米国のソフトパワーを、トランプは気まぐれな関税や対外援助の打ち切り等によってわずか数週間で崩壊させようとしている。それは世界における米国の立場を弱くしようと、2025年2月3日付のワシントン・ポスト紙でマックス・ブートが慨嘆している。

米国のソフトパワーは長年の蓄積の産物だが、トランプ大統領はそれを数週間で壊そうとしている。カナダやメキシコとの貿易戦、対外援助の凍結、そしてベネズエラ難民の強制帰国の決定を見るとよい。それらは米国のソフトパワーにとどめを刺すものだ。
保守的なウォールストリート・ジャーナル紙が「史上最も愚かしい貿易戦争」と呼んだものから見てみよう。トランプは中国に10%、メキシコとカナダに25%の関税を課すと発表したが、理由が馬鹿げている。
彼は、メキシコやカナダとの貿易赤字に不満を述べるとともに、両国はフェンタニルと不法移民の流入阻止に十分努力していないと言う。しかし、米国とメキシコ、カナダとの貿易は相互に利益をもたらすものだ。自動車産業は3国間で密接に統合されているため、トランプ関税が実施されれば、米自動車メーカーは大混乱をきたすだろう。
とりわけカナダは非難されるいわれはない。2024会計年度に米=カナダ国境でのフェンタニルの摘発量は全体の1%以下、捕まった不法移民の数も全体の1.5%でしかなかった。
トランプは、関税の実施を1ヵ月遅らせ、カナダとメキシコには国境警備を強化してもらうと述べたが、カナダの場合、そもそも国境警備に問題はない。ましてカナダは、第二次世界大戦からアフガニスタンでの紛争に至るまで米兵と共に戦うために兵士を送った国だ。
また、米国のほとんどの対外援助を90日間凍結し、米国際開発局(USAID)の閉鎖に着手したことで、トランプは、世界中でエイズやマラリア等の病気の治療、きれいな水の入手、栄養不良の予防等で米国を頼りにしてきた多くの人々を疎外しつつある。USAIDは「邪悪」で「犯罪的な組織」(とイーロン・マスクはレッテルを貼った)どころか、米国のソフトパワーの重要な担い手であった。

課題内容: 次の記述(a)〜(c)が上の抜粋の内容と一致するかを、それぞれ「はい」または「いいえ」で判定し、決め手となる抜粋中の語句を引用してください。(a) トランプは中国に10%、メキシコとカナダに25%の関税を課すと発表した。(b) 2024会計年度に米=カナダ国境で捕まった不法移民の数は、全体の15%であった。(c) トランプは米国のほとんどの対外援助を1年間凍結した。

提供記録:
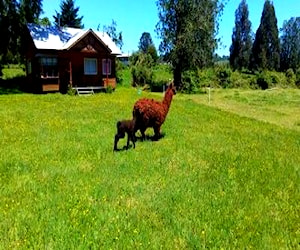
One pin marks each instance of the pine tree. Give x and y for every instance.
(147, 46)
(68, 15)
(10, 31)
(31, 10)
(266, 46)
(111, 30)
(187, 29)
(290, 44)
(240, 49)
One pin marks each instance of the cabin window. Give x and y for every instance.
(90, 66)
(106, 66)
(49, 66)
(29, 67)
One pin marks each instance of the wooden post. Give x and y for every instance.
(70, 72)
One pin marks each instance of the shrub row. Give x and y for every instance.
(155, 77)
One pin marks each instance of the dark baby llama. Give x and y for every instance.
(125, 126)
(150, 113)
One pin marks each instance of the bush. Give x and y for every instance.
(191, 82)
(223, 73)
(263, 80)
(162, 75)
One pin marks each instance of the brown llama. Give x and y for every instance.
(125, 126)
(150, 113)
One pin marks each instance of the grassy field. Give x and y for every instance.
(221, 177)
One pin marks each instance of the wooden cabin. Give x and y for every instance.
(59, 58)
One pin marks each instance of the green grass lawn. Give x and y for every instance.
(219, 178)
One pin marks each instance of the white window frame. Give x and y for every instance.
(106, 66)
(90, 66)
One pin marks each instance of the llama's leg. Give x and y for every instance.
(128, 140)
(143, 133)
(132, 139)
(156, 132)
(116, 142)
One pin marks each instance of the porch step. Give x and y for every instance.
(87, 90)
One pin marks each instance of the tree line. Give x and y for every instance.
(187, 29)
(267, 51)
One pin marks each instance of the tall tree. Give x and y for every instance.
(187, 29)
(68, 15)
(31, 10)
(145, 42)
(240, 49)
(147, 46)
(10, 35)
(290, 44)
(266, 46)
(111, 30)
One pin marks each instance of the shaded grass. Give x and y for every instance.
(216, 179)
(277, 106)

解答:
(a) はい。「トランプは中国に10%、メキシコとカナダに25%の関税を課すと発表した」
(b) いいえ。「捕まった不法移民の数も全体の1.5%でしかなかった」
(c) いいえ。「米国のほとんどの対外援助を90日間凍結し」